Content starts

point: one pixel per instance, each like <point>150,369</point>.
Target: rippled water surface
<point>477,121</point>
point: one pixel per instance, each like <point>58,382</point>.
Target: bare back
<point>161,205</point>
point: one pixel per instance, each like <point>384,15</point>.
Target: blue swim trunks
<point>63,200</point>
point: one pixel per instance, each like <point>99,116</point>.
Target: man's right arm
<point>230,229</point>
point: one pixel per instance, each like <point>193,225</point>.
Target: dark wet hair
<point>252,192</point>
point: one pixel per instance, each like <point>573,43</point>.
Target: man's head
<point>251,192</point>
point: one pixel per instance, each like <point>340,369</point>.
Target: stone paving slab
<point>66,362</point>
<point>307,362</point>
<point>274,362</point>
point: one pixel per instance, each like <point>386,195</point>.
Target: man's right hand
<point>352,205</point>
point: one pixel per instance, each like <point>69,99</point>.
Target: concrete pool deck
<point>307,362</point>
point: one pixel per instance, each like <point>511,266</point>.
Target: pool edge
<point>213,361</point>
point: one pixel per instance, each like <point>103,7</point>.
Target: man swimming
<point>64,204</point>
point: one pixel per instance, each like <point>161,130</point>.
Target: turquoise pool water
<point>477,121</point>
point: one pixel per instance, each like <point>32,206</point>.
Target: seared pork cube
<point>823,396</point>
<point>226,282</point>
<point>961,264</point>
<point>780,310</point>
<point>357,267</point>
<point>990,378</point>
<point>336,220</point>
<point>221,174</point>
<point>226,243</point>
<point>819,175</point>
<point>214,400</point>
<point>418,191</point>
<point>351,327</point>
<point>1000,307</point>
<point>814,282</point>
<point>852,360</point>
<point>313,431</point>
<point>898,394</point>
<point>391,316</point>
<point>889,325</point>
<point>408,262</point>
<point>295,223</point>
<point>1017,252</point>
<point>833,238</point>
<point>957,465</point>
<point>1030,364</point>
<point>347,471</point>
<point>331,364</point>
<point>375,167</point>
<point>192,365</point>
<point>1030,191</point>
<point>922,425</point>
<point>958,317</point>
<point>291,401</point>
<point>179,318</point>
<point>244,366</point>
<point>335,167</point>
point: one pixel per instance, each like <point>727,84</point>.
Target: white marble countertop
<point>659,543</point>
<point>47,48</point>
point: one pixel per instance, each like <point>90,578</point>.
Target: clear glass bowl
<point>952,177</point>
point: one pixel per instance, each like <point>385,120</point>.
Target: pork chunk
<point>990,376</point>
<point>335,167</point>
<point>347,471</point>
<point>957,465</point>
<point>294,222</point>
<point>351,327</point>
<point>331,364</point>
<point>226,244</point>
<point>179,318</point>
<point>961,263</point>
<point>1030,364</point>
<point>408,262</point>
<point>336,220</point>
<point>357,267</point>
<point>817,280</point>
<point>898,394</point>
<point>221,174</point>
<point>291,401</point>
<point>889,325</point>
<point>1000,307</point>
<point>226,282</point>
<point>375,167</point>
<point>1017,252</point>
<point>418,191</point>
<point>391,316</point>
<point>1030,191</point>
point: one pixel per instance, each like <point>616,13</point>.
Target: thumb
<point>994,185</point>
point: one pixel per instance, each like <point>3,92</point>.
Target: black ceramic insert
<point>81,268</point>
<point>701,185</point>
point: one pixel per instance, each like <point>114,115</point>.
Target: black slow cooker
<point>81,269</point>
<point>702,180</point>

Content ends

* _Assignment_:
All of the entries must be quoted exactly; please include each one.

* _Solved exercise_:
point: one pixel per instance, each like <point>150,369</point>.
Target: rippled water surface
<point>477,121</point>
point: one pixel per instance, each like <point>58,382</point>.
Target: bare back
<point>161,205</point>
point: one pixel per instance, each like <point>384,15</point>.
Target: blue swim trunks
<point>63,200</point>
point: one pixel per instance, each like <point>99,116</point>.
Target: man's right arm
<point>230,229</point>
point: one pixel per instance, each like <point>193,225</point>.
Target: dark wet hair
<point>252,192</point>
point: one pixel per instance, each like <point>573,43</point>.
Target: man's head
<point>251,192</point>
point: one pixel per instance, each like <point>340,369</point>.
Target: stone paving slab
<point>66,362</point>
<point>307,362</point>
<point>274,362</point>
point: one pixel per instance, each like <point>386,195</point>.
Target: man's right hand
<point>352,205</point>
point: one pixel per instance, each like <point>69,99</point>.
Target: concrete pool deck
<point>307,362</point>
point: one pixel per instance, each like <point>511,266</point>.
Target: pool edge
<point>213,361</point>
point: one pixel per instance, each like <point>103,7</point>.
Target: man swimming
<point>64,204</point>
point: one pixel per instance, each like <point>161,130</point>.
Target: turquoise pool water
<point>477,121</point>
point: one pixel per instance, each like <point>32,206</point>.
Target: seared pork cube
<point>823,396</point>
<point>226,282</point>
<point>961,264</point>
<point>780,310</point>
<point>357,267</point>
<point>990,378</point>
<point>336,220</point>
<point>221,174</point>
<point>226,243</point>
<point>819,175</point>
<point>214,400</point>
<point>418,191</point>
<point>351,327</point>
<point>1000,307</point>
<point>814,282</point>
<point>852,360</point>
<point>313,431</point>
<point>898,394</point>
<point>391,316</point>
<point>889,325</point>
<point>408,262</point>
<point>295,223</point>
<point>1017,252</point>
<point>833,238</point>
<point>957,465</point>
<point>1030,364</point>
<point>347,471</point>
<point>331,364</point>
<point>375,167</point>
<point>192,365</point>
<point>1030,191</point>
<point>922,425</point>
<point>958,317</point>
<point>291,401</point>
<point>179,318</point>
<point>244,366</point>
<point>335,167</point>
point: one pixel per instance, each like <point>727,84</point>.
Target: white marble countertop
<point>659,543</point>
<point>47,48</point>
point: one pixel per instance, each like <point>90,578</point>.
Target: clear glass bowl
<point>952,177</point>
point: one pixel per instance, each like <point>385,120</point>.
Target: pork chunk
<point>990,376</point>
<point>335,167</point>
<point>347,471</point>
<point>957,465</point>
<point>294,222</point>
<point>351,327</point>
<point>331,364</point>
<point>226,244</point>
<point>179,318</point>
<point>961,263</point>
<point>1030,364</point>
<point>408,262</point>
<point>336,220</point>
<point>357,267</point>
<point>817,280</point>
<point>898,394</point>
<point>221,174</point>
<point>291,401</point>
<point>889,325</point>
<point>1000,307</point>
<point>226,282</point>
<point>375,167</point>
<point>1017,252</point>
<point>418,191</point>
<point>391,316</point>
<point>1030,191</point>
point: one pixel per instance, each like <point>616,13</point>.
Target: thumb
<point>994,185</point>
point: one pixel per instance, each like <point>3,92</point>.
Target: black ceramic insert
<point>81,268</point>
<point>701,185</point>
point: one pixel per instance, each like <point>114,115</point>.
Target: black slow cooker
<point>81,269</point>
<point>702,180</point>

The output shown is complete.